• **Problem requirements**
The result is the exact lines from the one containing "In this exercise you will mark each instance of the tree" through the final line of the entries; leave out the pictures.

• **Given data**
□ □ □ □ □

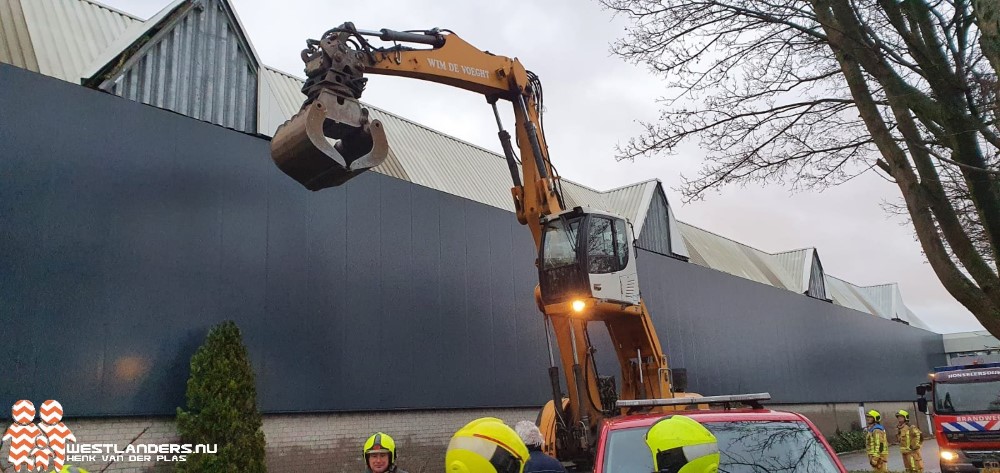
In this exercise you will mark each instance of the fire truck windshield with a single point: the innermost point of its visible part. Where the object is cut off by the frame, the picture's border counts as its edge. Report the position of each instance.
(967, 398)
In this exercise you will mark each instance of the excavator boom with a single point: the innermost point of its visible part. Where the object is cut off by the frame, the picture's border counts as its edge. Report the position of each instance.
(587, 269)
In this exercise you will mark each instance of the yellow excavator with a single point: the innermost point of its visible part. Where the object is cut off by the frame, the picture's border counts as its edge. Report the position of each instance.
(586, 258)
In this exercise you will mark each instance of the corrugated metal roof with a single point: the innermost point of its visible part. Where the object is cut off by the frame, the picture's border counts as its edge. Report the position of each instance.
(970, 341)
(447, 164)
(67, 35)
(848, 295)
(797, 264)
(632, 201)
(197, 63)
(15, 44)
(722, 254)
(132, 35)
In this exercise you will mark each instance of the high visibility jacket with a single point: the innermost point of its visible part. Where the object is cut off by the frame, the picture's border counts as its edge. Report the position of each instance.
(910, 438)
(875, 441)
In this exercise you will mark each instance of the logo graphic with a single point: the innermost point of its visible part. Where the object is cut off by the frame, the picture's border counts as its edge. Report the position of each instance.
(35, 447)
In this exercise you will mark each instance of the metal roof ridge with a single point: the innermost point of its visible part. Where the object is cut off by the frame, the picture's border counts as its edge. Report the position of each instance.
(113, 9)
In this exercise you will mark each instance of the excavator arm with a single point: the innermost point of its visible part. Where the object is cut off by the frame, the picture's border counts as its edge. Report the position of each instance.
(335, 66)
(586, 258)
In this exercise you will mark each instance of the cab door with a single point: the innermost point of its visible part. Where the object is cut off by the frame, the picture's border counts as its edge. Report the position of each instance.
(608, 248)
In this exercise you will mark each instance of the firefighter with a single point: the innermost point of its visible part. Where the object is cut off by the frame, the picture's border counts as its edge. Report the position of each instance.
(380, 454)
(486, 445)
(680, 444)
(875, 441)
(910, 441)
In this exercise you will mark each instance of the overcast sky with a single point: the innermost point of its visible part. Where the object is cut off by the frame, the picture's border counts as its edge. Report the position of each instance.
(593, 102)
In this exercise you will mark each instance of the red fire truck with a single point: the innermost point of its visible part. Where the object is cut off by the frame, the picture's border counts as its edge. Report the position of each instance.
(965, 405)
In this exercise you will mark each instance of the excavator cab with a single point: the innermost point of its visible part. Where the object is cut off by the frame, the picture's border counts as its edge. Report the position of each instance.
(587, 254)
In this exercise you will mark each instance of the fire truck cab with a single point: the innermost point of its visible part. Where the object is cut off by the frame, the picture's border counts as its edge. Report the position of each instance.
(965, 407)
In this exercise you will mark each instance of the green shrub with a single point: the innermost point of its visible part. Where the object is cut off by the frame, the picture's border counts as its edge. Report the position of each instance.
(849, 441)
(222, 407)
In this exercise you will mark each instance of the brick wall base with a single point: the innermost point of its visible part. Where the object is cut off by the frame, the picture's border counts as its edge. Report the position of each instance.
(318, 443)
(332, 442)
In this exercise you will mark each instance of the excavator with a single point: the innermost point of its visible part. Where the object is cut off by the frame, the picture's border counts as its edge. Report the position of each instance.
(586, 258)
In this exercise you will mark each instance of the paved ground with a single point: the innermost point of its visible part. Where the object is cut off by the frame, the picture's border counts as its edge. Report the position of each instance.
(859, 461)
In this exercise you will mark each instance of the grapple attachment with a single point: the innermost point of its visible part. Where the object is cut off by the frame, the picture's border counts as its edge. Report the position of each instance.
(303, 146)
(331, 139)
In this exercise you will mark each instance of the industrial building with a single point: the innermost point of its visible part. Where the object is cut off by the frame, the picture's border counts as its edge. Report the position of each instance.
(141, 208)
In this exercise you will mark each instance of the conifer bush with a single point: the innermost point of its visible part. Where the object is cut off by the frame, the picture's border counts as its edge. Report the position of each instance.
(222, 407)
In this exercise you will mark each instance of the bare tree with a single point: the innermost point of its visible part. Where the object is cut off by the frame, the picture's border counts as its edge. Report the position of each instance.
(814, 92)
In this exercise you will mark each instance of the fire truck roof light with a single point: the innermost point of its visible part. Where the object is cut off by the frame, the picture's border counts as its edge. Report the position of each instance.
(679, 401)
(966, 367)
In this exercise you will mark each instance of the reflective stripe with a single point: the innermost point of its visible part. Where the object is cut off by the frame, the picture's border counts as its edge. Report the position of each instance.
(692, 452)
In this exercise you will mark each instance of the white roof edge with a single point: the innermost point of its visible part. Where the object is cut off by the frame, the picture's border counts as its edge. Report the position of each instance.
(243, 32)
(807, 269)
(127, 39)
(108, 7)
(647, 198)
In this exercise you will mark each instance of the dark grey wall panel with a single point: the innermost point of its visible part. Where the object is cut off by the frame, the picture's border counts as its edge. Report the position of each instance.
(127, 231)
(736, 335)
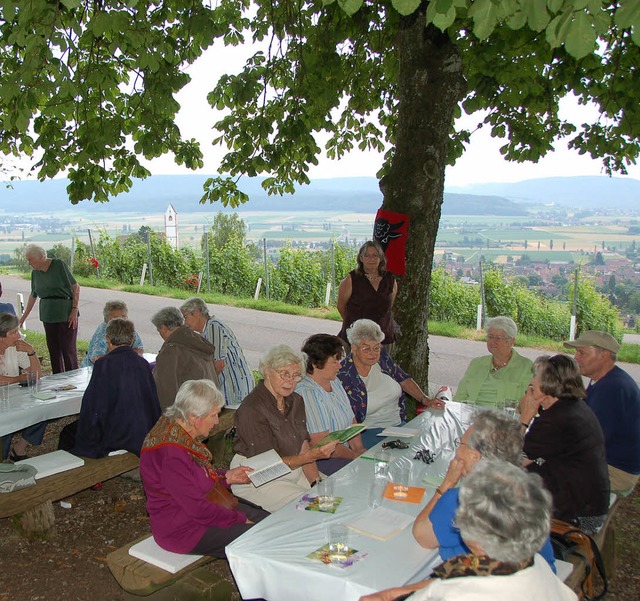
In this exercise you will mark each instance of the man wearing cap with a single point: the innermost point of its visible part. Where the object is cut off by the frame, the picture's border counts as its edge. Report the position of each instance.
(614, 397)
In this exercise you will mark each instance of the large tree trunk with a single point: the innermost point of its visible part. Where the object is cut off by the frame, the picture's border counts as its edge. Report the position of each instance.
(430, 86)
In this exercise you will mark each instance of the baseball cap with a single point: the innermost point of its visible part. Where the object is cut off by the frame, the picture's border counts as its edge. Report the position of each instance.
(595, 338)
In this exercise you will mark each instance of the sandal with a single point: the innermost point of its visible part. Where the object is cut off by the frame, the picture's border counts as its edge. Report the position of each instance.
(13, 456)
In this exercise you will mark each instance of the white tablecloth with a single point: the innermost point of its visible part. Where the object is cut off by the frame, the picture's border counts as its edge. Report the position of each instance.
(23, 410)
(270, 560)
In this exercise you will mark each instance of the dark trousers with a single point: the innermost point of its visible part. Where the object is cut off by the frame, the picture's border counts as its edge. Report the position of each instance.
(215, 540)
(61, 342)
(33, 435)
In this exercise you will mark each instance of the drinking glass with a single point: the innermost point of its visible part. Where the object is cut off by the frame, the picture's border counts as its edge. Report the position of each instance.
(325, 494)
(33, 381)
(401, 475)
(338, 536)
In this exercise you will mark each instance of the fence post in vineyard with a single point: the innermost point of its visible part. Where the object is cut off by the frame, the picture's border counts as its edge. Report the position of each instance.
(206, 254)
(149, 253)
(266, 269)
(93, 252)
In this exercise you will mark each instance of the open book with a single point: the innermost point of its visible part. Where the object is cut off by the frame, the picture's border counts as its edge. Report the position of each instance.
(266, 466)
(341, 435)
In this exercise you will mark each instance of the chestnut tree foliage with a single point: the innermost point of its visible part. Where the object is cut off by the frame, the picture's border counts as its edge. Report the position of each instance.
(88, 87)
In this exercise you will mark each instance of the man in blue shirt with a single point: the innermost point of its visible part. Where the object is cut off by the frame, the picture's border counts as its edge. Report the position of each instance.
(614, 397)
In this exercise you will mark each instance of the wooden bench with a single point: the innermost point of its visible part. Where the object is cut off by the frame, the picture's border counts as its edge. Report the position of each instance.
(140, 579)
(33, 507)
(606, 541)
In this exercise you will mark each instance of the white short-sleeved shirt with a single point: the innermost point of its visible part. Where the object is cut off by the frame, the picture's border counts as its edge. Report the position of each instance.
(383, 393)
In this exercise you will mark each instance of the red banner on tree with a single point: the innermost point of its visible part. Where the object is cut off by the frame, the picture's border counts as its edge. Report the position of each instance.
(391, 230)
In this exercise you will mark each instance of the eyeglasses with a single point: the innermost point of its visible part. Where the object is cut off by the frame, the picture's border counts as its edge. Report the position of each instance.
(497, 338)
(371, 349)
(286, 376)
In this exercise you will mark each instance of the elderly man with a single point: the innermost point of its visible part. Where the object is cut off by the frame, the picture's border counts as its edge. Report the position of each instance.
(236, 377)
(120, 404)
(614, 397)
(184, 355)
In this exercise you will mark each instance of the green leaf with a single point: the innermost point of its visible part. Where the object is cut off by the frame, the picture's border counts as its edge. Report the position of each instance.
(628, 14)
(517, 21)
(405, 7)
(441, 20)
(484, 15)
(537, 17)
(581, 36)
(351, 7)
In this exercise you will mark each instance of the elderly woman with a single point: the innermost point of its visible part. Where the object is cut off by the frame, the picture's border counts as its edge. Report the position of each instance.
(59, 294)
(504, 517)
(17, 357)
(502, 375)
(178, 476)
(564, 444)
(98, 345)
(368, 292)
(375, 385)
(326, 403)
(273, 417)
(236, 377)
(492, 435)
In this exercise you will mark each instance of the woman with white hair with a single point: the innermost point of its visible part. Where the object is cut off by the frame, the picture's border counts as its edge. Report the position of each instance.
(272, 416)
(177, 475)
(98, 344)
(375, 385)
(234, 372)
(502, 375)
(504, 517)
(59, 294)
(492, 435)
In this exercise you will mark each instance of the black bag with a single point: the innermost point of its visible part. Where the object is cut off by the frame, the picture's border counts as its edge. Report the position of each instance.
(569, 541)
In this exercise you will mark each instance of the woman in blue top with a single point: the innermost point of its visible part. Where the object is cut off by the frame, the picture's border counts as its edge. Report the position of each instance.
(492, 435)
(326, 403)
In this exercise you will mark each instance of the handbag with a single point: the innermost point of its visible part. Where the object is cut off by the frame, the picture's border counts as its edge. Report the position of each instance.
(220, 495)
(569, 541)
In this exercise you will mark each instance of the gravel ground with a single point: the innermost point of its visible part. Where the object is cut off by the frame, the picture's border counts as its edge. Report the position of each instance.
(71, 565)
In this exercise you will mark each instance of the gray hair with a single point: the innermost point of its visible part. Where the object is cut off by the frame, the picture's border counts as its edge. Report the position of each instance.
(506, 324)
(111, 306)
(120, 331)
(193, 303)
(364, 329)
(8, 322)
(168, 316)
(280, 356)
(496, 435)
(195, 397)
(504, 510)
(33, 250)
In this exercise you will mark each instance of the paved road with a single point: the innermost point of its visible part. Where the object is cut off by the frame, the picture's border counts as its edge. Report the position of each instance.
(257, 331)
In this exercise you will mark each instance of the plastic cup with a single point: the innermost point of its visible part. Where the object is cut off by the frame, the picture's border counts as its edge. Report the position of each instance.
(33, 381)
(401, 475)
(325, 494)
(381, 464)
(4, 392)
(511, 407)
(338, 536)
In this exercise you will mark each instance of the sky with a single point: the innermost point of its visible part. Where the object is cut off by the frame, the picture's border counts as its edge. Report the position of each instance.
(481, 163)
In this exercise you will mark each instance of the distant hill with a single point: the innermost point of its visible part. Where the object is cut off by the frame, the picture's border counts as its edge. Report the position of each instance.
(358, 194)
(584, 192)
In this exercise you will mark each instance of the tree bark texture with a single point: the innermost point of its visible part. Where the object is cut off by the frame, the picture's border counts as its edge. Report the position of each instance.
(430, 86)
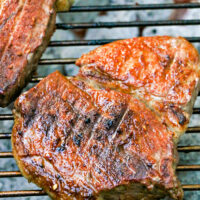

□ □ □ □ □

• **Output below**
In this exercise you will mark each instance of the tree bark texture with a single point: the innermost point of its visible part. Where the object is cut off by the frame, the picture's border counts as its edge. Report the position of each instance.
(430, 86)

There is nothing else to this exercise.